═══ Excerpt

# 61 AMC(Huffy)



## 13 Rubi (Nov 22, 2020)

Hi everyone!  I am Mike from Hobart, IN.  I found this bike in a dumpster a little over a month ago.  After some serious work on the chrome, horn, and front and rear lights, I am pretty pleased with the results.  Thanks for having me.


----------



## ian (Nov 22, 2020)

Nice find! I'm always out and about in the alleys looking for this type of treasure!


----------



## coasterbrakejunkie1969 (Nov 22, 2020)

Nice find really sharp bike. Black is always in style.


----------



## stoney (Nov 22, 2020)

Good save Mike, great work.


----------



## new2olbikes (Dec 9, 2020)

Very nice work! and a very nice bike to do it on too.  Thanks for posting...


----------



## OZ1972 (Jan 17, 2021)

Cool bike & nice save & find , i am a fellow dumpster diver as well , you never know what you may find , good job on the bike , thanks for sharing !!!!!


----------



## Upchuck79 (Jan 29, 2021)

Nice work - found my kickback Schwinn speedster in a dumpster years ago.


----------



## bikerbluz (Feb 3, 2021)

Nice save and welcome!


----------



## Upchuck79 (Feb 3, 2021)

══════
═══ Dataset

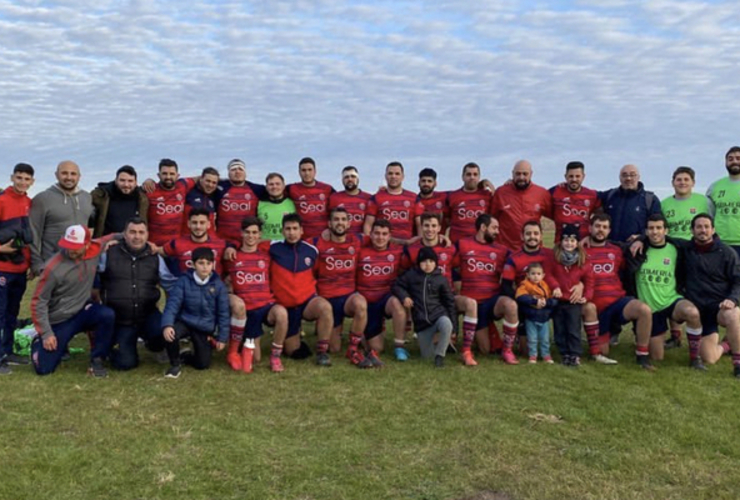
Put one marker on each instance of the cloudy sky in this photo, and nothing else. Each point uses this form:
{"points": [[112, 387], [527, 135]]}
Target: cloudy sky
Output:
{"points": [[430, 83]]}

══════

**Your objective:** Pick up the forum thread about the Huffy bicycle rescued from a dumpster from the point where it stops.

**Response for this exercise:**
What did you use to clean up the lights and chrome? I rescued a project bike that has serious corrosion.


----------



## Pedaltherapy (Feb 28, 2021)

Nice! Where's that dumpster when I need one?


----------



## Adamtinkerer (Mar 6, 2021)

Upchuck79 said:


> What did you use to clean up the lights and chrome? I rescued a project bike that has serious corrosion.
> 
> View attachment 1351093



I have a near identical bike. The chrome on those fenders is really thin, wouldn't expect them to clean up much.


----------



## Lonestar (Mar 6, 2021)

Nice save!


----------



## Upchuck79 (Mar 7, 2021)

Adamtinkerer said:


> I have a near identical bike. The chrome on those fenders is really thin, wouldn't expect them to clean up much.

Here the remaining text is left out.